▶ [The task] Can you repeat every one of the items below word for word, keeping them in the same order?

▶ [Information supplied]
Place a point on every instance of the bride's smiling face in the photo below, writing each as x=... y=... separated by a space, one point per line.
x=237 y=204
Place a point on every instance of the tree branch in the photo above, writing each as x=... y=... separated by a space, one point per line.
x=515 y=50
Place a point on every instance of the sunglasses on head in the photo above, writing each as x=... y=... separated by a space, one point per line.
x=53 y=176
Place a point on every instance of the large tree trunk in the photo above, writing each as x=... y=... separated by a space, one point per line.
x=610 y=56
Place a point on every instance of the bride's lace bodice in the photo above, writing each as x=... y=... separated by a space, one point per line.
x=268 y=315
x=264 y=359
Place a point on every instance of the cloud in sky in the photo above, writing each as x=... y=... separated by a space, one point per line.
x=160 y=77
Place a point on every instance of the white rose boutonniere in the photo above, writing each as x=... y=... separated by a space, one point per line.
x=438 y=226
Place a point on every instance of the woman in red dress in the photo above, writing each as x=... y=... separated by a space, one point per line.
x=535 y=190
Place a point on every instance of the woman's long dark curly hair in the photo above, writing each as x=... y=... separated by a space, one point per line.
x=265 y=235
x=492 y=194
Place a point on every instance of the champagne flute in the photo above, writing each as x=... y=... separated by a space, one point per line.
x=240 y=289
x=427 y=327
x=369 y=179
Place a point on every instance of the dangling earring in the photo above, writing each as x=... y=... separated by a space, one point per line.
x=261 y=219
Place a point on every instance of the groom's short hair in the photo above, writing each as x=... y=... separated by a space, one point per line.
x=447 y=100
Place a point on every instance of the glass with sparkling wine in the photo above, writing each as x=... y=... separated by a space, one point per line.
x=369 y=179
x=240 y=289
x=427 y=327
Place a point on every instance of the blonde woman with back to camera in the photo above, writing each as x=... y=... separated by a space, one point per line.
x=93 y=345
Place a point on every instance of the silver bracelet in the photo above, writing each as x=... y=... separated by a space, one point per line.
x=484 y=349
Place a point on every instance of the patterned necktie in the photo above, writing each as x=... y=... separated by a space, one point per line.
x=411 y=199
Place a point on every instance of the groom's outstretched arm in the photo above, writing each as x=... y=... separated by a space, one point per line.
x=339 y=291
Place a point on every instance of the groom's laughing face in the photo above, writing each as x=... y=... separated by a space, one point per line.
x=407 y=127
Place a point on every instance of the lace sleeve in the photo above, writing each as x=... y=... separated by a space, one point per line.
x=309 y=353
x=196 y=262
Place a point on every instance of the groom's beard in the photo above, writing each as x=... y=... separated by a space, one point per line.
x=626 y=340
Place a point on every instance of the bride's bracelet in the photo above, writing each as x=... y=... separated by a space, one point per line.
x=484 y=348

▶ [The response]
Place a point on every instance of the bride's smiling face in the photo below, writing each as x=... y=... separated by a space, one point per line.
x=237 y=204
Place a point on every instance of the tree branch in the photo above, writing each as x=... y=... separated by a space, one point per line.
x=515 y=50
Place a point on every instance of the sunglasses on head in the photo above, writing each as x=... y=... separated by a space, one point per line.
x=53 y=176
Place a point on every instance of the large tree trunk in the photo above, writing each as x=... y=... separated by a space, one point per line.
x=610 y=56
Place a point on every instance of the bride's lace bodice in the photo above, writing each as x=... y=... separated by a space, one point per line.
x=268 y=315
x=264 y=359
Place a point on every instance of the cloud in sky in the photo above, writing each as x=... y=... separated by a space, one point per line.
x=160 y=77
Place a point on every instance of the white rose boutonniere in the photo above, writing each as x=... y=... separated by a space, one point per line.
x=438 y=226
Place a point on every instance of the woman in red dress in the photo above, writing each as x=... y=... separated by a space, one point per line.
x=535 y=190
Place a point on every instance of the woman's long dark curly hair in the photo above, writing each as x=... y=... separated by a space, one point per line.
x=265 y=235
x=492 y=194
Place a point on every instance of the champagne flute in the photo above, writing each as x=... y=... separated by a space, one point per line.
x=240 y=289
x=427 y=327
x=369 y=179
Place a point on every instance of the dangling earring in the photo above, writing each as x=... y=... separated by a space, one point per line.
x=261 y=219
Place a point on every instance of the groom's short hair in the photo above, writing each as x=... y=... separated by a space, one point per line.
x=447 y=100
Place a point on every instance of the glass with sparkling wine in the photo above, writing each as x=... y=... separated by a space, one point per line.
x=369 y=179
x=240 y=289
x=427 y=327
Place a point on every instance of the blonde woman with back to camera in the photo above, writing each as x=... y=... separated by a space, one point per line.
x=93 y=345
Place a point on every instance of the silver bracelet in the photo above, writing each as x=... y=... separated by a space, one point per line.
x=484 y=349
Place a point on every instance of the patterned necktie in the photo above, writing each as x=... y=... separated by a space, one point per line.
x=411 y=199
Place a point on every instance of the groom's outstretched arm in the photo above, writing each as x=... y=... separated by a space, one point per line.
x=339 y=291
Place a point on every instance of the groom's laughing face in the photo above, writing each as x=... y=... separated by a space, one point per line.
x=407 y=127
Place a point on every instance of the lace sleeve in the photo above, writing each as x=... y=... separated by a space, one point per line.
x=309 y=353
x=196 y=262
Place a point on every instance of the groom's beard in the photo above, writing each as x=... y=... separated by a space, one point per line.
x=626 y=340
Place a point on every instance of the bride's bracelet in the photo above, writing each as x=... y=... separated by a space, one point per line.
x=484 y=348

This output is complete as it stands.